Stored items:
☆ ☆ ☆ ☆ ☆ ☆ ☆
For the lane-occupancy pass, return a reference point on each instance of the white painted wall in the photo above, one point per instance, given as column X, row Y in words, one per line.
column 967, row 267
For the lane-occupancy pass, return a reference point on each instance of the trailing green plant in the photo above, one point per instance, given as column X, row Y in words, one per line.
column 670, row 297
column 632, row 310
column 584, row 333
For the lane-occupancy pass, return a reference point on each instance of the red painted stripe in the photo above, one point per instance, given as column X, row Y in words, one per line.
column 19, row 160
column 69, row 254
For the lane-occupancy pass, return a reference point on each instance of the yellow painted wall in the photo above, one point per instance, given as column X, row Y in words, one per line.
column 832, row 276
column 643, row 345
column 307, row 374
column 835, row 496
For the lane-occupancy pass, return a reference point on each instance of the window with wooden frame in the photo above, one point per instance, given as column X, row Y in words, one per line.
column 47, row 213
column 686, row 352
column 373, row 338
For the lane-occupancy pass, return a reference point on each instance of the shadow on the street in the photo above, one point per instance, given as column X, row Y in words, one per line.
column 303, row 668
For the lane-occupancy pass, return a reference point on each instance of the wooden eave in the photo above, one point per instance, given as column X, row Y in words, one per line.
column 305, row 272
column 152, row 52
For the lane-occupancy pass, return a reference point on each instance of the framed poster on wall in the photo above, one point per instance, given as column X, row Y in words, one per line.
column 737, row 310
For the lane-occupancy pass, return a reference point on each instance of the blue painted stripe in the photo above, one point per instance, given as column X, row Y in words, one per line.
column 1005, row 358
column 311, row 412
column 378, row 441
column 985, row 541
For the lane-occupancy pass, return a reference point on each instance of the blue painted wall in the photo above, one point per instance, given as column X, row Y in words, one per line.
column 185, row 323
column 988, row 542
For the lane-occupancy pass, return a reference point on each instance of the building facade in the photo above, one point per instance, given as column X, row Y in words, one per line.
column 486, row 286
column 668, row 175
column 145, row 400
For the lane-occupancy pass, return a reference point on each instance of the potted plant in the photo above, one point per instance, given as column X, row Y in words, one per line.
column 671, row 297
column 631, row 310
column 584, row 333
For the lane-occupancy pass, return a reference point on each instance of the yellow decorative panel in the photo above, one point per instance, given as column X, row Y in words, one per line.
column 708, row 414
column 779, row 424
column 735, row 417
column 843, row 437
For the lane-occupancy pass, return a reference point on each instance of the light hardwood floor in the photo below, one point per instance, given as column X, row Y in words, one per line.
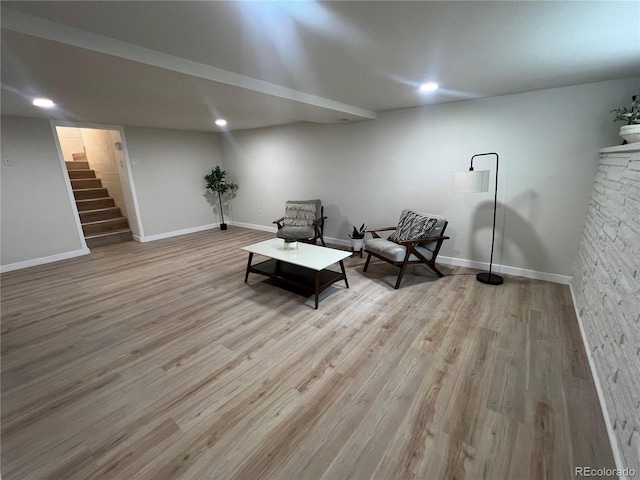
column 156, row 361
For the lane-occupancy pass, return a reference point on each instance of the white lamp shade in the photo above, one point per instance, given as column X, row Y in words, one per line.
column 473, row 181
☆ ☆ ☆ ☆ ☆ ☆ ☆
* [Problem to solve] Every record above must be repeated exactly, with the pictures dropped.

* [Worked solution]
For the lane-occupancy pass, return a reference point on each instance of the white painted wall in the photo above, one point per instance, given as column X, row Y in words, one per line.
column 967, row 267
For the lane-occupancy pass, return a reference point on each instance of the trailing green plant in the photo above, one point per instance, given as column X, row Y in words, one per line.
column 670, row 297
column 632, row 310
column 584, row 333
For the lane-occupancy pass, return a reference point on each instance of the red painted stripe in the photo above, one point per instance, given as column X, row Y in words, one per line.
column 19, row 160
column 69, row 254
For the lane-occupancy pass, return a reference point on each instance of the yellow painted wall in the photo above, one point per instance, given as column X, row Y in words, one per line.
column 832, row 276
column 643, row 345
column 307, row 374
column 835, row 496
For the lane-occupancy pass, return a reference point on each instance of the window with wooden frame in the photo above, one point per instance, given as column X, row Y in words, one per line.
column 47, row 213
column 686, row 352
column 373, row 338
For the lane-occupancy pass, return a reference point on each instance of the shadow on the street in the photo above, one point per instance, given as column X, row Y in words, one per line.
column 303, row 668
For the lane-occupancy pass, return a reference point on each instance of the wooden eave in the photo above, one point per instance, given as column X, row Y in words, one per line.
column 305, row 272
column 152, row 52
For the lane-occupancy pass, return a reference point on each instance of the framed poster on wall in the photo above, one point per instance, given as column X, row Y in words, one per line.
column 737, row 310
For the lane-occupancy pass, return a reference point on each instance of the blue painted stripe in the photo above, one point per instance, given as column X, row Y in words, one per line.
column 1005, row 358
column 311, row 412
column 378, row 441
column 985, row 541
For the lane-occupancy pass, return a reference point on each instance of the blue painted wall in the photo above, one point per instance, given as column X, row Y in words, one per line.
column 185, row 323
column 988, row 542
For the lane-occupancy pass, return a reference point on each instance of the building facade in the photo above, one point per instance, given as column X, row Y in words, one per line.
column 486, row 286
column 668, row 175
column 145, row 400
For the lane-occupancy pass, return a reference point on each instance of the potted plant in the photo above, one point per instance, given as column X, row Y in words, one per line.
column 671, row 297
column 631, row 310
column 584, row 333
For the lane-occupancy pass, return a reference point on each instance of the yellow decorative panel in the photo above, one point per instance, given as column X, row Y in words, one per line.
column 708, row 414
column 779, row 424
column 735, row 417
column 843, row 437
For the lane-occupancy pass, return a reference point on each instance of the light hardwood floor in the photo below, one point per instance, given as column X, row Y in words, one per line.
column 156, row 361
For the lane-occupancy pass, return a reference point on each instance of the white lamp shade in the photo above, one point per instance, given as column X, row Y in words, one per line.
column 473, row 181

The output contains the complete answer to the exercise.